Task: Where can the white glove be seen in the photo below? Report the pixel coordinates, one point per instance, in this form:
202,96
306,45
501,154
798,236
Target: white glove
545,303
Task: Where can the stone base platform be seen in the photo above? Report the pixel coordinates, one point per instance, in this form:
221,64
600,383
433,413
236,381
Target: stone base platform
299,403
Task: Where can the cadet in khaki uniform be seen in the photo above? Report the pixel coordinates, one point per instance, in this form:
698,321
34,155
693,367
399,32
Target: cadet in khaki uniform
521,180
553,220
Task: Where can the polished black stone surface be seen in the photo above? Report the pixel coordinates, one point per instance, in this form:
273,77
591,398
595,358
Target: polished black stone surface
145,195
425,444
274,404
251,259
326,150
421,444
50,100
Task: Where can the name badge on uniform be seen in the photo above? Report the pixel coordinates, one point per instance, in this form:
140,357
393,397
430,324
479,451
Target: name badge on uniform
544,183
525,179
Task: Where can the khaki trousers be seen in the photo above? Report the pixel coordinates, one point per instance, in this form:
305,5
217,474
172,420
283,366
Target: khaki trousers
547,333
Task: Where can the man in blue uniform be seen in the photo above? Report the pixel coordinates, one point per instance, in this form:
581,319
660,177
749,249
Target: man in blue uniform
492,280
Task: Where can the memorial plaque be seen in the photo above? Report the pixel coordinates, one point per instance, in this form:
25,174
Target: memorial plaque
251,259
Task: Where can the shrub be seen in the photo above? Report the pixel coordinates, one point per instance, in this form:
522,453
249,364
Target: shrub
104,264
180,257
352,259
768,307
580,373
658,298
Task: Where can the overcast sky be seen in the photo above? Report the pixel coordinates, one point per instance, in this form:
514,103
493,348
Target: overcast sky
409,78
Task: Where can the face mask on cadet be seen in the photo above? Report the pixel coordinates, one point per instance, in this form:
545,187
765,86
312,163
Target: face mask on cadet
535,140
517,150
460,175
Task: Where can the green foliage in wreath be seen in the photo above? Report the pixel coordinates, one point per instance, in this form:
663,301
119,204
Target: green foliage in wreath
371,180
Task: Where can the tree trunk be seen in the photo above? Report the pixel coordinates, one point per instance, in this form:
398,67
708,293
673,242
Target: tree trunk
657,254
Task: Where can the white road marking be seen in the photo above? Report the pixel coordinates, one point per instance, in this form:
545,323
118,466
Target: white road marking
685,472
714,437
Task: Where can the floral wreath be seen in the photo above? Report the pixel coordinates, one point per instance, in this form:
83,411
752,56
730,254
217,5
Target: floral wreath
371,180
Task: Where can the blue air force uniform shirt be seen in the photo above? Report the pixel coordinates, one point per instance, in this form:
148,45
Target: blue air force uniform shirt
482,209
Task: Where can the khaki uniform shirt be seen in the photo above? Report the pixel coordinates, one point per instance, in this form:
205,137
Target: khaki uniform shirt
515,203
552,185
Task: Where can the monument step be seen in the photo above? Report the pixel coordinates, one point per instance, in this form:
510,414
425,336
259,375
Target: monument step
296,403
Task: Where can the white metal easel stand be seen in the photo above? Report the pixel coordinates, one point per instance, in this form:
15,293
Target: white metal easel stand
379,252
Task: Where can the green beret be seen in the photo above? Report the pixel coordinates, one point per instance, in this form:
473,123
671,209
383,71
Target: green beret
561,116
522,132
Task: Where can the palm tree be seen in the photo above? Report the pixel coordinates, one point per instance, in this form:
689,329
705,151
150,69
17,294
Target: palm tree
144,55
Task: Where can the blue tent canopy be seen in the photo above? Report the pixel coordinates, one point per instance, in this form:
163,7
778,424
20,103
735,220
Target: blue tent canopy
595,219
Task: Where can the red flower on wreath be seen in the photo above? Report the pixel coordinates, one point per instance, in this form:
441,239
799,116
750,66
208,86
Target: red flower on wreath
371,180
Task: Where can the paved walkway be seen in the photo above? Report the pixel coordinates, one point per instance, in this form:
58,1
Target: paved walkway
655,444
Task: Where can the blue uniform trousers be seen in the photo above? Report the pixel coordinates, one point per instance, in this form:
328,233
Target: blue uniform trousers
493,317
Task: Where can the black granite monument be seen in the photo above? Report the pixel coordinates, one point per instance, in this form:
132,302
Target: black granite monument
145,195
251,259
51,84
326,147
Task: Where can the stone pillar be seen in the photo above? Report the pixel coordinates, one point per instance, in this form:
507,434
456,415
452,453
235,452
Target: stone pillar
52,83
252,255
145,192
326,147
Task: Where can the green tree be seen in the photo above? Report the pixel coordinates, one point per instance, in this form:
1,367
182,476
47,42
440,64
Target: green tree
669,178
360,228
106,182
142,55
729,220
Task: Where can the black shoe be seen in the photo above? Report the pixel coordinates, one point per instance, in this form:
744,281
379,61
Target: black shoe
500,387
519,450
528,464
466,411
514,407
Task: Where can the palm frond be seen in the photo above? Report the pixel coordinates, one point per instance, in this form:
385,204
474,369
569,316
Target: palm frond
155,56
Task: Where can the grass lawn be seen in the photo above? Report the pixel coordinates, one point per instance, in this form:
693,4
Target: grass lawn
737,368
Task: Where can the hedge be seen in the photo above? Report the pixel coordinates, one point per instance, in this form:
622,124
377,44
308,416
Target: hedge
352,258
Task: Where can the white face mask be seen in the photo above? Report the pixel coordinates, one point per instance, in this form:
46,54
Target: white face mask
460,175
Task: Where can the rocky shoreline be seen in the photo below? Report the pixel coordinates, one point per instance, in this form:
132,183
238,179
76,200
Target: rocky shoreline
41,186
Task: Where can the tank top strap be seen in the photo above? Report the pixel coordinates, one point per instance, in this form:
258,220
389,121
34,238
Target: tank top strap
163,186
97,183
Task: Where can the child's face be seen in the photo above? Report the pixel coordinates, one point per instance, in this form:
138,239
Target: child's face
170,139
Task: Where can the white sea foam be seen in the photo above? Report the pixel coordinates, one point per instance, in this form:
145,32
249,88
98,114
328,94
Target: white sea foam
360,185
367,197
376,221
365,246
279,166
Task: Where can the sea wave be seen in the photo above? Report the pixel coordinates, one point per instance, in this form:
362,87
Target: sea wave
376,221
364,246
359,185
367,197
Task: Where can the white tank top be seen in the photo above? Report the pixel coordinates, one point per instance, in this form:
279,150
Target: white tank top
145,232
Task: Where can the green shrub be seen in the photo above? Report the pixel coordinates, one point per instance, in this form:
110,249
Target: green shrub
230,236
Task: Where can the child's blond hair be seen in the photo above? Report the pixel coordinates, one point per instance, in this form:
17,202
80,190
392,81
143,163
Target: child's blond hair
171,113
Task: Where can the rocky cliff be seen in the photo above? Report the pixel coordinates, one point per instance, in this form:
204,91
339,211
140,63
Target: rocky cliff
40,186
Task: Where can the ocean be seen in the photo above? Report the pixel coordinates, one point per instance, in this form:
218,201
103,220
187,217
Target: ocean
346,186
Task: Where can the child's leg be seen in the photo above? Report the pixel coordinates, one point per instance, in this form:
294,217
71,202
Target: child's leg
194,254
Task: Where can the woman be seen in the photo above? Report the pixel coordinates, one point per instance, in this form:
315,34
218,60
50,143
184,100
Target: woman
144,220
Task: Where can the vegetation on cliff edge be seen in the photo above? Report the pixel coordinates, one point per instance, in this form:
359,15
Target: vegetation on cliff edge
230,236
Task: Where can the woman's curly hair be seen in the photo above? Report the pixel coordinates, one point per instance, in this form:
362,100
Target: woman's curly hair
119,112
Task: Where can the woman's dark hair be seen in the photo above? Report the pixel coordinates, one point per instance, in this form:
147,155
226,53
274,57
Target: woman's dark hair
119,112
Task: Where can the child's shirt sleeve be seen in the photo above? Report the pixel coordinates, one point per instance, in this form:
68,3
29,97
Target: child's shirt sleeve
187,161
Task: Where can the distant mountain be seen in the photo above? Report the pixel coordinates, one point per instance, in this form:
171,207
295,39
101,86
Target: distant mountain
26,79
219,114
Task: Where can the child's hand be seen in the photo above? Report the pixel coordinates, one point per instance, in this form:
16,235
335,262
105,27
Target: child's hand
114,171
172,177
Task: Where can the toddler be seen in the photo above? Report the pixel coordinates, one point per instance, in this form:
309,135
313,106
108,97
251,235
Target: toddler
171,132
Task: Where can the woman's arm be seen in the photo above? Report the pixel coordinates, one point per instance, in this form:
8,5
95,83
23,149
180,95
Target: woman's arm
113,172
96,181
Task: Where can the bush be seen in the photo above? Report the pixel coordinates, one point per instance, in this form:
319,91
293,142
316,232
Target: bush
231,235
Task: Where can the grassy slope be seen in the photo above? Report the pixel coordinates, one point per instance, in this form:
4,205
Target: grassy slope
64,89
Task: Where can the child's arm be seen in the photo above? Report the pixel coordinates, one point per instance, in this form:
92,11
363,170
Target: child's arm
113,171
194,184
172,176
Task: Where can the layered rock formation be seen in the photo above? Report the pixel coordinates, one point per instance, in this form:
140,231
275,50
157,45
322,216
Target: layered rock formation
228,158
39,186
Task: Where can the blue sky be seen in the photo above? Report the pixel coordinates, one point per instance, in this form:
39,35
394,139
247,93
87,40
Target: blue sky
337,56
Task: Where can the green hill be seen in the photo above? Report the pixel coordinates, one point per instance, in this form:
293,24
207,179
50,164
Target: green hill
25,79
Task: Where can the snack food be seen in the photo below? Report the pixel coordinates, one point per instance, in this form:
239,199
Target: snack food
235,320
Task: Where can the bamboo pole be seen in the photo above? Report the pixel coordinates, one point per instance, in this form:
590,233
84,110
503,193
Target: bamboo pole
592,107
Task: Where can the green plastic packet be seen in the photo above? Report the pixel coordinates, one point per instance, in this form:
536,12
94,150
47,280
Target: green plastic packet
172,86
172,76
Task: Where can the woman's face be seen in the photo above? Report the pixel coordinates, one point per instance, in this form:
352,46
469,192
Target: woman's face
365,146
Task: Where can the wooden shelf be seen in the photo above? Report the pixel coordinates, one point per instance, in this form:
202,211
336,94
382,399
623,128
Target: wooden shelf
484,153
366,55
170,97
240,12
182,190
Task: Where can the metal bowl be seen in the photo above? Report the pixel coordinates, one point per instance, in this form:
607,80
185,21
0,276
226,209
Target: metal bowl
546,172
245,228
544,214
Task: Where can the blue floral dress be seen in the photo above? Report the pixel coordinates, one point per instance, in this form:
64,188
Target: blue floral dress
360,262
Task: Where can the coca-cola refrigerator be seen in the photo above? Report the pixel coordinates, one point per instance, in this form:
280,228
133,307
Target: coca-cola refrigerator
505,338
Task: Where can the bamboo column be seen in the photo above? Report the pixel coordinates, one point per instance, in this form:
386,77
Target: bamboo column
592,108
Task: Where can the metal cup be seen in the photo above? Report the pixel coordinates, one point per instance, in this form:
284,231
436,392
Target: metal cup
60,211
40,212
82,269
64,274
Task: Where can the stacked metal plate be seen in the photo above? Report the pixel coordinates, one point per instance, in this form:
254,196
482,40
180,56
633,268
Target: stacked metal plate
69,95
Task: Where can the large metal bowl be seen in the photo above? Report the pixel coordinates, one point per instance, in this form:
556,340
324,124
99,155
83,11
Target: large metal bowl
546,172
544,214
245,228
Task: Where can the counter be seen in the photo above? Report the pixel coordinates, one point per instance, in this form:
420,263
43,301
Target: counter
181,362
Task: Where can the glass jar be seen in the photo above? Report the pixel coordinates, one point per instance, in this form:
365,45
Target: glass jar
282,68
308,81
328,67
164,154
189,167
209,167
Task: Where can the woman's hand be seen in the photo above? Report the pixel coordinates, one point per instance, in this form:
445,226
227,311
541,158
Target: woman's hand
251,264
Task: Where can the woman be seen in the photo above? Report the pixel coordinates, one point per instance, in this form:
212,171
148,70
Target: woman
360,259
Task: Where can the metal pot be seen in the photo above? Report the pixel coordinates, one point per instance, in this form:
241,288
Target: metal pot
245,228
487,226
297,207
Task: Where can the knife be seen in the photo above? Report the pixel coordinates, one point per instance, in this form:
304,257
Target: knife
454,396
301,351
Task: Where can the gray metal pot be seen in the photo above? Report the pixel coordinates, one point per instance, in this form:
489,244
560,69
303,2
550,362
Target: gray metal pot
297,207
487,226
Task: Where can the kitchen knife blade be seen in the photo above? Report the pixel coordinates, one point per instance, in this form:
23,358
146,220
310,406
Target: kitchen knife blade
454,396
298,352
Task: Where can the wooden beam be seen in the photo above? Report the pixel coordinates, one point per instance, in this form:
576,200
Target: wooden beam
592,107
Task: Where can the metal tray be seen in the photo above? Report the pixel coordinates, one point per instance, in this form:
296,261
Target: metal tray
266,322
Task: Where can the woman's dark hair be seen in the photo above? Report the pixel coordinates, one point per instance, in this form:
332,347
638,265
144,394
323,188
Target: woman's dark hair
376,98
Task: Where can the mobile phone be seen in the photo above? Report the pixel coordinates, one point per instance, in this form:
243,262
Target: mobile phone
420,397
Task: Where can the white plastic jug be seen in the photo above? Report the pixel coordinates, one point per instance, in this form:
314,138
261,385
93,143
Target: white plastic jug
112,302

--

Aim of the task —
Whenever a line of the data holds the string "below", pick that line out.

Solution to this exercise —
Task: Where can the white glove be seen in the photo below? Report the pixel coordinates, one point per instance, in this form:
Task: Where can the rocky shoreline be seen in the photo below? Report the pixel coordinates, one point per instance, in this form:
Task: Where can the snack food be seen in the photo below? Report the pixel coordinates, one point per instance, in this form:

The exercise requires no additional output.